EXERCISE 1
Write out the portion of the passage on leasehold forfeiture starting at "n No Service" and ending at "as 3 years.".
EXERCISE 2
According to the passage on leasehold forfeiture, what sum do the 2004 regulations define as the "small amount"?

## BEGIN PASSAGE

Homeowners of long leasehold properties throughout England no doubt welcomed the new measures of protection afforded to them through the recent amendments to the Commonhold and Leasehold Reform Act 2002, which came into force on 28 February 2005. The practical effect of some of the amendments is to restrict the landlord’s right to forfeiture of long residential leaseholds.

While this is good news for homeowners, where does this leave the landlord or the managing agent acting on behalf of the landlord? It seems that forfeiture is no longer the most practical way of recovering a debt.

The reforms to the Commonhold and Leasehold Reform Act 2002 which relate to forfeiture can be separated into three areas:

 

n No forfeiture for non payment of less than a prescribed sum or the amount has been unpaid for a short period;

 

n A landlord cannot serve a Section 146 Notice unless the breach of covenant complained of, other than a non payment of rent or service charges, has first been proved;

n No Service of a Section 146 Notice for non-payment of service charge unless the leaseholder agrees the charge, or, until it has been determined by the Leasehold Valuation Tribunal (herein referred to as ‘LVT’).

 

SECTION 167 - NO FORFEITURE FOR SMALL AMOUNTS FOR SHORT PERIODS

Section 167 of the Commonhold and Leasehold Reform Act 2002 abolishes the landlord’s right to forfeiture where a ‘small amount’ is owed for a ‘small period’, for either rent, service charge or administration charges. The ‘small amount’ is defined in the – Right of Re-entry & Forfeiture (Prescribed Sum & Period) (England) Regulations 2004 as £350.00 and a ‘small period’ is defined as 3 years.

The debt cannot include interest, administration charges for non payment or legal costs. Thus preventing the landlord or managing agent from charging administration charges in order to satisfy the provisions of Section 167 and taking it over the specified amount.

In practical terms if the tenant has a debt, which is 3 years old, the remedy of forfeiture becomes available to the landlord; despite the fact the debt is only £100.00.

## END PASSAGE
## BEGIN DATASET EXCERPTS

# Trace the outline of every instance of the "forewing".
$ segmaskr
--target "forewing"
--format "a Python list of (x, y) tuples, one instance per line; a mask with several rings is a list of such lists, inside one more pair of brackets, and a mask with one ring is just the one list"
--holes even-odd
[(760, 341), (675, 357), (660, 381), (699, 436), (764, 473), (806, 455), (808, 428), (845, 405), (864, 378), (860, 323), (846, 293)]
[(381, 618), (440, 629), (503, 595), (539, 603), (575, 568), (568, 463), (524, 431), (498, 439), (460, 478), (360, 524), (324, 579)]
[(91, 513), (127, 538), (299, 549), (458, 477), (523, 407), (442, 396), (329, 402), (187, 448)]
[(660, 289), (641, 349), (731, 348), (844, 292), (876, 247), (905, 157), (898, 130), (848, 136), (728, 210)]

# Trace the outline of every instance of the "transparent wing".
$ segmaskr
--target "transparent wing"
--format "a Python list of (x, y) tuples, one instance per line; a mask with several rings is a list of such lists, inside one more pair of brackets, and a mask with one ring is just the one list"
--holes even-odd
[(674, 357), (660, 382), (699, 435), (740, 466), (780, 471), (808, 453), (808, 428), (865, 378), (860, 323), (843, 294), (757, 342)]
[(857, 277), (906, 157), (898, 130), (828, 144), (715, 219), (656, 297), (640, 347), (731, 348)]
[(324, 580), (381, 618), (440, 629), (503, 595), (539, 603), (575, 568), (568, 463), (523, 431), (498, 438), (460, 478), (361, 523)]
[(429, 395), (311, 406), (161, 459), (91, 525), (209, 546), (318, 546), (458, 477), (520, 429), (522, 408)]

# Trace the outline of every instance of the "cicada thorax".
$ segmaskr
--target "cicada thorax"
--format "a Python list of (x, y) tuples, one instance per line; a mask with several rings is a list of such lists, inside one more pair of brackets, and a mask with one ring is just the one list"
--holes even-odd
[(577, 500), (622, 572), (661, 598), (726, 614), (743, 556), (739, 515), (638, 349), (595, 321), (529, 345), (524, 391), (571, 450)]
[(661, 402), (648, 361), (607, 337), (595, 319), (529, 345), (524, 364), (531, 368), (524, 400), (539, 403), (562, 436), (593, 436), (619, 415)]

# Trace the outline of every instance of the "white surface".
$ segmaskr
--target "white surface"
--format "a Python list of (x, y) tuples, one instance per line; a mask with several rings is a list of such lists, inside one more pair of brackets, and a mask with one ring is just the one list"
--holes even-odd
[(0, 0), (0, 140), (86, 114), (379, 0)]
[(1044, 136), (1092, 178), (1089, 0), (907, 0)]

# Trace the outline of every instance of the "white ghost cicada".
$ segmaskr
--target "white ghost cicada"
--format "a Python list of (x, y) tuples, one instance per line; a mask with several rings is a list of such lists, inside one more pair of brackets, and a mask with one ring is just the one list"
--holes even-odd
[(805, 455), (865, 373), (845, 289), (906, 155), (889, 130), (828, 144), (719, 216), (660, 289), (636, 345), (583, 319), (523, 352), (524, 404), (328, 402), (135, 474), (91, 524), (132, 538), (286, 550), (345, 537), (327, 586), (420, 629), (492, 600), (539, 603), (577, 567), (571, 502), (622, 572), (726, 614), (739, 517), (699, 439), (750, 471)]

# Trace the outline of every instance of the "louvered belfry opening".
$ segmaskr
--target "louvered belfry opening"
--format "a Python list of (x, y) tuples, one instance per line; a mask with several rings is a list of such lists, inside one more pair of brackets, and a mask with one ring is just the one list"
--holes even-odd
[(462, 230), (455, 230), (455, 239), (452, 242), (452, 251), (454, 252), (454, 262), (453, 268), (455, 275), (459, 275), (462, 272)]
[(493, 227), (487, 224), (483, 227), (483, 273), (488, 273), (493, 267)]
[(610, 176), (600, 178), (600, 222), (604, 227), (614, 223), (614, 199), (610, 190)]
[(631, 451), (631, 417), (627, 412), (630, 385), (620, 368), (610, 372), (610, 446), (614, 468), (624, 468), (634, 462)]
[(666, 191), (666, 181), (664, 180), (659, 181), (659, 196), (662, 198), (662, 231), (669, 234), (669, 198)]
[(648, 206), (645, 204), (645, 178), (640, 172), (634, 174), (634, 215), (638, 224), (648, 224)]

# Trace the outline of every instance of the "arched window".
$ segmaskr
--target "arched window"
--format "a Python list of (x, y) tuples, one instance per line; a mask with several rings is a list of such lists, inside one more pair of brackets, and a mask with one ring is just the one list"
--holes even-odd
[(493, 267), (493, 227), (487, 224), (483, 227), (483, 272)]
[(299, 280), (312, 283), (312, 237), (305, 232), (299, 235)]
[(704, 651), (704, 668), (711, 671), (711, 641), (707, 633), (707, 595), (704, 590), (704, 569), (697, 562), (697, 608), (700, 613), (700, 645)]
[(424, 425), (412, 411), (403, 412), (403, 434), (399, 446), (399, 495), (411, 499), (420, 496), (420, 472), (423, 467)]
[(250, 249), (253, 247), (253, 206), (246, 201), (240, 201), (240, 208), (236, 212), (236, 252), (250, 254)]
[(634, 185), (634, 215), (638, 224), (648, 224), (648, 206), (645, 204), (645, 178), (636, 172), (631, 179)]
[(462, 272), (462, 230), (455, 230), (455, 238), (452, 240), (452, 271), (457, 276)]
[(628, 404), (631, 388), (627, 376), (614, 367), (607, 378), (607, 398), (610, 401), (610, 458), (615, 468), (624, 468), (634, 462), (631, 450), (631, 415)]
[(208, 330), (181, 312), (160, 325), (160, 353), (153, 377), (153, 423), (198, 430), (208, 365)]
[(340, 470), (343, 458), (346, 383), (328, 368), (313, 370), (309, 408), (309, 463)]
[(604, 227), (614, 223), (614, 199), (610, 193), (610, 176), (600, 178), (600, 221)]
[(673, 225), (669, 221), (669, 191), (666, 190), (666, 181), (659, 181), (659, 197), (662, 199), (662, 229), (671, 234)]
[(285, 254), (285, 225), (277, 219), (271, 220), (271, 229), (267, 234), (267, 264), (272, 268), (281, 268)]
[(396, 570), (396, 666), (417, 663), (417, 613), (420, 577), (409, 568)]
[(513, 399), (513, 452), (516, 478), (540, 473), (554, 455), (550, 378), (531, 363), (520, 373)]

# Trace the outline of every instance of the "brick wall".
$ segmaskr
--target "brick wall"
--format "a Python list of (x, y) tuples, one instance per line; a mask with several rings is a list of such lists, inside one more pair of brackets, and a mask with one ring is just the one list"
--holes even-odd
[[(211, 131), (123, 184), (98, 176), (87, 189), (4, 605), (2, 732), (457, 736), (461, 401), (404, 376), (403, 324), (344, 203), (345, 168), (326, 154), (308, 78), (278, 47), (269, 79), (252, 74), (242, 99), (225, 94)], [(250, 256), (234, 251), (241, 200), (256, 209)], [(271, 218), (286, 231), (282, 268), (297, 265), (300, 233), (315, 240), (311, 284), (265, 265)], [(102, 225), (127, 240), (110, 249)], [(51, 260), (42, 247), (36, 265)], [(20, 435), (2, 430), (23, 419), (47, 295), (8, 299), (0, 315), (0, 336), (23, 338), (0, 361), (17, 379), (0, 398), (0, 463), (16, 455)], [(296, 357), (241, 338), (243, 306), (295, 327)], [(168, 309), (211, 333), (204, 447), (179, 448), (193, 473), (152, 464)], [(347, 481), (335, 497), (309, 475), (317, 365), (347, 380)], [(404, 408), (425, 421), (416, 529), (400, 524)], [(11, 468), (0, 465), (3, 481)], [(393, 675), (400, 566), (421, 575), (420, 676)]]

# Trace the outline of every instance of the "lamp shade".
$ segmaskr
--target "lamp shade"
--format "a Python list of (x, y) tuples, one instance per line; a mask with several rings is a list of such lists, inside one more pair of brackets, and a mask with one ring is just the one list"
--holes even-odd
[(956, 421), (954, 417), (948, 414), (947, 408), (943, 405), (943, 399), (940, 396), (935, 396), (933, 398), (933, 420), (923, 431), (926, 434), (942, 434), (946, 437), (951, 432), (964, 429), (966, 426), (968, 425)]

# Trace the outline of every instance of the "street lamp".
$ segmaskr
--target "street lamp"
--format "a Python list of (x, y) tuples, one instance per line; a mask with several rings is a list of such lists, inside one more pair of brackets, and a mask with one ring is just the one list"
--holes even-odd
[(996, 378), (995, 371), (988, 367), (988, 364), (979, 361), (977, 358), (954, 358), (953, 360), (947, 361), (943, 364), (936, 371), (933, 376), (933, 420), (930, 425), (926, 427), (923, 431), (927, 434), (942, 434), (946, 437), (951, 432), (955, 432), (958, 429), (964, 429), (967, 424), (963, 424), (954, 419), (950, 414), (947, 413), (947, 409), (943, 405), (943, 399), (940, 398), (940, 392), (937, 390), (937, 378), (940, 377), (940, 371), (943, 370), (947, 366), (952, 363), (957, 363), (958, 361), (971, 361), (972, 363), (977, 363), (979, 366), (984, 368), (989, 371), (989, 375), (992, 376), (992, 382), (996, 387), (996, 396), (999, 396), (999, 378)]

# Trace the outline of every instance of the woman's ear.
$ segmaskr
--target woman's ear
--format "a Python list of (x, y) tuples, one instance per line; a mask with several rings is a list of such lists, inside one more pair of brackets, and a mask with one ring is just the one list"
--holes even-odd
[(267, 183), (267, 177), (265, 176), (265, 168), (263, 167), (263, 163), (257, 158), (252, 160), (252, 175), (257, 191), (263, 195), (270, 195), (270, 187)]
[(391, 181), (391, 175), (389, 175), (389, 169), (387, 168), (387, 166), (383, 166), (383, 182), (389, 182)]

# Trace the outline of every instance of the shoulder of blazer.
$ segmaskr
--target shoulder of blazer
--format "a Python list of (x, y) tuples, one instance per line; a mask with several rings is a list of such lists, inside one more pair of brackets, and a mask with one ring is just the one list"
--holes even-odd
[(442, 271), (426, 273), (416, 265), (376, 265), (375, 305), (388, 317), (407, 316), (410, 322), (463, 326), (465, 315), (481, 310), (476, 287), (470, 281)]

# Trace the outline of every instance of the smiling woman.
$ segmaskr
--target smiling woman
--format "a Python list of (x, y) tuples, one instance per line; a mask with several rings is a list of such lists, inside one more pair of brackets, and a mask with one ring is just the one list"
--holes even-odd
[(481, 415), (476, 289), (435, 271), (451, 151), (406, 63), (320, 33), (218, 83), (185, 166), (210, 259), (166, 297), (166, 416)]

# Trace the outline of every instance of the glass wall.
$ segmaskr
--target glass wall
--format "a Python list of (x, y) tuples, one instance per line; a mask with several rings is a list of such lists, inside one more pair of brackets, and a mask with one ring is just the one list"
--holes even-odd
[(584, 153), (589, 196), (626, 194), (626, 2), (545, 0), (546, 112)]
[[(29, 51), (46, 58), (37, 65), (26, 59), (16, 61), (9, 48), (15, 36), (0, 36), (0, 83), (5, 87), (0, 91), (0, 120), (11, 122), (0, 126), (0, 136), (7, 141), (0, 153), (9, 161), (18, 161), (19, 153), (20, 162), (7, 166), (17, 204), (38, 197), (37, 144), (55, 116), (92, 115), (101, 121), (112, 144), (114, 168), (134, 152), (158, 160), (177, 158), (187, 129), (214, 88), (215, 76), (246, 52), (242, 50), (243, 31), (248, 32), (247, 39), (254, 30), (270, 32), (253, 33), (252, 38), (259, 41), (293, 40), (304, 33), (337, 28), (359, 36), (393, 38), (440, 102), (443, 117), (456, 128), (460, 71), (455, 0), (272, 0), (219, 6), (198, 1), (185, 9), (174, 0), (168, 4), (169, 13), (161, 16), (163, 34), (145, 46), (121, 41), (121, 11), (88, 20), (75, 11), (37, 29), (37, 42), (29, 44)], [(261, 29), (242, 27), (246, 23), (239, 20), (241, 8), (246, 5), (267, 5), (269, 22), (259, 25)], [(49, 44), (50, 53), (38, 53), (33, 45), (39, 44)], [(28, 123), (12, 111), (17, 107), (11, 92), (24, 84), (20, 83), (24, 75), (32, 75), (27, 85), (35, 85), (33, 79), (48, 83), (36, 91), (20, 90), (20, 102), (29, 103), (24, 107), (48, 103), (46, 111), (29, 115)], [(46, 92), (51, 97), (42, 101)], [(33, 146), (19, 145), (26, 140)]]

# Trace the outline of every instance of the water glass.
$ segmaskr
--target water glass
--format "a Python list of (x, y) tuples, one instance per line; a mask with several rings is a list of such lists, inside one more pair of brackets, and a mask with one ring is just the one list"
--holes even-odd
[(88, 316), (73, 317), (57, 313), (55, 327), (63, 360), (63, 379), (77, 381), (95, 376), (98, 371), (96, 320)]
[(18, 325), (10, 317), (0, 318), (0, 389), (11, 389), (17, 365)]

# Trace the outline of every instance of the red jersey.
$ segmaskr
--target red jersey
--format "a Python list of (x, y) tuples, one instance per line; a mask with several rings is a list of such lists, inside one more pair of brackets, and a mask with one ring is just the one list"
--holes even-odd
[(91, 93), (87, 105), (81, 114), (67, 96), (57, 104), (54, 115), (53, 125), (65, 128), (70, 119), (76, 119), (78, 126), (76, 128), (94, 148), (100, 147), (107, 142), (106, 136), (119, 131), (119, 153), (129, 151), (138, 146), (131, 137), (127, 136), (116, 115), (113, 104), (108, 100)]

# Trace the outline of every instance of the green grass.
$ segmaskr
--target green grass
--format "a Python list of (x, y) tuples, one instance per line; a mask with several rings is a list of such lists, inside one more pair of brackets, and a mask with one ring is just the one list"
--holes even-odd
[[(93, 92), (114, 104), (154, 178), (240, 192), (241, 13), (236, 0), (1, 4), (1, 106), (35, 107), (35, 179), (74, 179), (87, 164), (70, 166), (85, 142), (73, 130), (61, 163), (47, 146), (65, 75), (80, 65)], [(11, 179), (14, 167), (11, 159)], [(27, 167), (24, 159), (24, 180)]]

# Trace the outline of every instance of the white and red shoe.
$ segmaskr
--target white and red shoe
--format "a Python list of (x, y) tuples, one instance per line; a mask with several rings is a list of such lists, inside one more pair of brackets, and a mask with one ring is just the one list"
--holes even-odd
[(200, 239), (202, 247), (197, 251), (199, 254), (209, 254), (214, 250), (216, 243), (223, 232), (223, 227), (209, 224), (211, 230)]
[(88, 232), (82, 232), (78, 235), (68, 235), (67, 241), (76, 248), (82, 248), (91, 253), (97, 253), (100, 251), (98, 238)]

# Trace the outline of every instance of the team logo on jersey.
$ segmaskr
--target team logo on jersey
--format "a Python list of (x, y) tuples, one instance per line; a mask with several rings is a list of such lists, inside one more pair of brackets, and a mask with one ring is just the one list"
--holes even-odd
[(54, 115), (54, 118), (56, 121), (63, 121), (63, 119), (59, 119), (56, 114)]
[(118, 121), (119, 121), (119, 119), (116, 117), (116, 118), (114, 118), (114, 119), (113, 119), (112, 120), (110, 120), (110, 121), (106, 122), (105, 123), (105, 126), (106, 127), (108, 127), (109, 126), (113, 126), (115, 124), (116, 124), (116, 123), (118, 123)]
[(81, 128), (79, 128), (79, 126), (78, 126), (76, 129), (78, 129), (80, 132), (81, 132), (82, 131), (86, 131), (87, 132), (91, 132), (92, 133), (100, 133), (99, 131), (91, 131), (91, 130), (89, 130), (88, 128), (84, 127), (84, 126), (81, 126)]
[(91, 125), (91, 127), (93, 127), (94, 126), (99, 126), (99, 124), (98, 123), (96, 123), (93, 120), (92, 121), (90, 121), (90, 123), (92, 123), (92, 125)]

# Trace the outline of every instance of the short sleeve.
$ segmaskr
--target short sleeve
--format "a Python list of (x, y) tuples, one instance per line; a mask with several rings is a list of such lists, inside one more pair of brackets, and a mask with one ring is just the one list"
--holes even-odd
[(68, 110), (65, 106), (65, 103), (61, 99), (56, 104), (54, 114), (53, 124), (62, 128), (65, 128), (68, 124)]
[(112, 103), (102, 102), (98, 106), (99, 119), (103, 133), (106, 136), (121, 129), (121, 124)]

## END DATASET EXCERPTS

WORKED ANSWER 1
n No Service of a Section 146 Notice for non-payment of service charge unless the leaseholder agrees the charge, or, until it has been determined by the Leasehold Valuation Tribunal (herein referred to as ‘LVT’).

 

SECTION 167 - NO FORFEITURE FOR SMALL AMOUNTS FOR SHORT PERIODS

Section 167 of the Commonhold and Leasehold Reform Act 2002 abolishes the landlord’s right to forfeiture where a ‘small amount’ is owed for a ‘small period’, for either rent, service charge or administration charges. The ‘small amount’ is defined in the – Right of Re-entry & Forfeiture (Prescribed Sum & Period) (England) Regulations 2004 as £350.00 and a ‘small period’ is defined as 3 years.

WORKED ANSWER 2
£350.00